■ EXERCISE DATA
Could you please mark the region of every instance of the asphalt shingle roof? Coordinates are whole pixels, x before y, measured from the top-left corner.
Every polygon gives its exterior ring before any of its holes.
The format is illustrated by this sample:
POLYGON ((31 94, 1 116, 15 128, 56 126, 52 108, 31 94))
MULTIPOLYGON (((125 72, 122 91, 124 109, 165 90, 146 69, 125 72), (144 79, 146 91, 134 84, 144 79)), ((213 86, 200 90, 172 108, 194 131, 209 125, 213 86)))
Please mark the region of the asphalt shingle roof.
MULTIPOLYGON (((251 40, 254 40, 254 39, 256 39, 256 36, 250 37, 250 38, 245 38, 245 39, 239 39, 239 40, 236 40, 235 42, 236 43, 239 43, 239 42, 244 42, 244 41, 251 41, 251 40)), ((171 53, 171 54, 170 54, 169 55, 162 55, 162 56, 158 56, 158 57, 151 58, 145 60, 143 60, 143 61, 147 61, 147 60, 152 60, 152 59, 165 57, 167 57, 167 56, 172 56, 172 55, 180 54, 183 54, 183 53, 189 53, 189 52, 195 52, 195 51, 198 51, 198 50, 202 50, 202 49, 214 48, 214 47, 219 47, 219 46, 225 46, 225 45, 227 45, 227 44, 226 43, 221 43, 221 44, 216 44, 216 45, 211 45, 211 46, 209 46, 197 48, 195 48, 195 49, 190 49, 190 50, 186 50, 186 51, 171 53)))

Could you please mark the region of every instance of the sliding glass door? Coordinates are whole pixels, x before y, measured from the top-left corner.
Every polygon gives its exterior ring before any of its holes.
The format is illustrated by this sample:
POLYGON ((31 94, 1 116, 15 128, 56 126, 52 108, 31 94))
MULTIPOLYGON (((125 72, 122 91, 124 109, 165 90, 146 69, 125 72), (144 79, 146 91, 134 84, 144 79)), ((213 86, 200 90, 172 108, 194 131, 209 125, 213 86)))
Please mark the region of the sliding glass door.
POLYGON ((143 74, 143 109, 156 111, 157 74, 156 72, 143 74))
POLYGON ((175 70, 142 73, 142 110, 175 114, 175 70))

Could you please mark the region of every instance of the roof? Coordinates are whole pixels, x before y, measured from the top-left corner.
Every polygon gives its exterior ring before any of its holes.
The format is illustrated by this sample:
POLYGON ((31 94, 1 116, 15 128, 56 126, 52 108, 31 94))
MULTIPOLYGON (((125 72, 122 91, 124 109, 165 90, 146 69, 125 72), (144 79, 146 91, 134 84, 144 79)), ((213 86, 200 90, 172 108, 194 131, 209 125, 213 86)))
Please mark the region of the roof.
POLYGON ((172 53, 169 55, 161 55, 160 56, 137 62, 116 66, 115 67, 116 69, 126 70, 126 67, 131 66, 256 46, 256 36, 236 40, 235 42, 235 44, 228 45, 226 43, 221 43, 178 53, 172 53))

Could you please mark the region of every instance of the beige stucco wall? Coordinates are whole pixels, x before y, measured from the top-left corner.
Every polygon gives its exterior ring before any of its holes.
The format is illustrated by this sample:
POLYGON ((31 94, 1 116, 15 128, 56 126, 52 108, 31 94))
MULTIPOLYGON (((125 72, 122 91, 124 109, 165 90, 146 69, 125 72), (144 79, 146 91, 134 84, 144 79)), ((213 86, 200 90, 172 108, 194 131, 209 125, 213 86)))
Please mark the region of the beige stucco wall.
* * *
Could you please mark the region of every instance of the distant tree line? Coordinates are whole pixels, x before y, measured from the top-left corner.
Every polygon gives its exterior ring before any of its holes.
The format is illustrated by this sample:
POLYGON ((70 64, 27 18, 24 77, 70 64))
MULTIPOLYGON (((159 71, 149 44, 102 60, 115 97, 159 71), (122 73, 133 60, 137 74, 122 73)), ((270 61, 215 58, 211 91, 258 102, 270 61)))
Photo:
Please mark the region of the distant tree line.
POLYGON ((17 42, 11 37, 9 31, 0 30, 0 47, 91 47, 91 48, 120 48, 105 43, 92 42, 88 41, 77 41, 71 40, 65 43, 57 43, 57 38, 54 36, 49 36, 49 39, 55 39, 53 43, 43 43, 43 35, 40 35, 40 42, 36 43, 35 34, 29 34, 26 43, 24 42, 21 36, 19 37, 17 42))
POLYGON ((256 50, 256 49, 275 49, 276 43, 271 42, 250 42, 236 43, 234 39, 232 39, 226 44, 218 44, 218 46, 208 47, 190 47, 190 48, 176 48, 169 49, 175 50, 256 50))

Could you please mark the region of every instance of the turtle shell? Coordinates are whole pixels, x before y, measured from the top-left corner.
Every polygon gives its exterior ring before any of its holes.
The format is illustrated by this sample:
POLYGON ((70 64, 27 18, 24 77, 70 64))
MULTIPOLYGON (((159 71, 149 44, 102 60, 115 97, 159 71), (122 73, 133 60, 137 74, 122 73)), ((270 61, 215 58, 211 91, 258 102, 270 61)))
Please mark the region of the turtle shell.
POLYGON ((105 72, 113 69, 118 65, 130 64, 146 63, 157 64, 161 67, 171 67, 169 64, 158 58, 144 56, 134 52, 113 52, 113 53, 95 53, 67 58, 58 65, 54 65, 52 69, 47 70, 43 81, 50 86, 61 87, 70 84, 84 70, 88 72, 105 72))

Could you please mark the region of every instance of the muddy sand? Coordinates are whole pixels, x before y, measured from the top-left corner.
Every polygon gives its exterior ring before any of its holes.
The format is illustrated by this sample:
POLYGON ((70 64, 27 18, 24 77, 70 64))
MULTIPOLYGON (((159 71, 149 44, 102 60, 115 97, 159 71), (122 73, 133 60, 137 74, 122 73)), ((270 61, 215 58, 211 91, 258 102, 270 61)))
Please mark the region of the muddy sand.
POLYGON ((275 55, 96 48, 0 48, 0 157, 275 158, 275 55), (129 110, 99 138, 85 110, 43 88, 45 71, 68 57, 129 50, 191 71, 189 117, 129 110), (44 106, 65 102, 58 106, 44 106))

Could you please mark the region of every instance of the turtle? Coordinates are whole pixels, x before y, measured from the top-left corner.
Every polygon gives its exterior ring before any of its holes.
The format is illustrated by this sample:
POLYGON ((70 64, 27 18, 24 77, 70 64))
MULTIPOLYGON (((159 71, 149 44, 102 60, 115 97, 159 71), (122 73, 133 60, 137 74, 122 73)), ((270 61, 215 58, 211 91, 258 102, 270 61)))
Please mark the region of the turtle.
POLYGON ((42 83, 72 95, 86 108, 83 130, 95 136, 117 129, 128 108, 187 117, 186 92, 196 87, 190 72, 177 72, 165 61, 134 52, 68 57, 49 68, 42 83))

■ SET EXERCISE
Can you collect every line of the data that contains the string "turtle" and copy each one out? Case counts.

■ ANSWER TO THIS EXERCISE
Could you please mark the region of every instance of the turtle shell? Coordinates are whole pixels, x before y, measured from the top-left corner.
Please mark the region of the turtle shell.
Could you please mark the region of every instance of the turtle? Coordinates are whole pixels, x before y, measured from the top-left corner.
Please mark the region of the turtle.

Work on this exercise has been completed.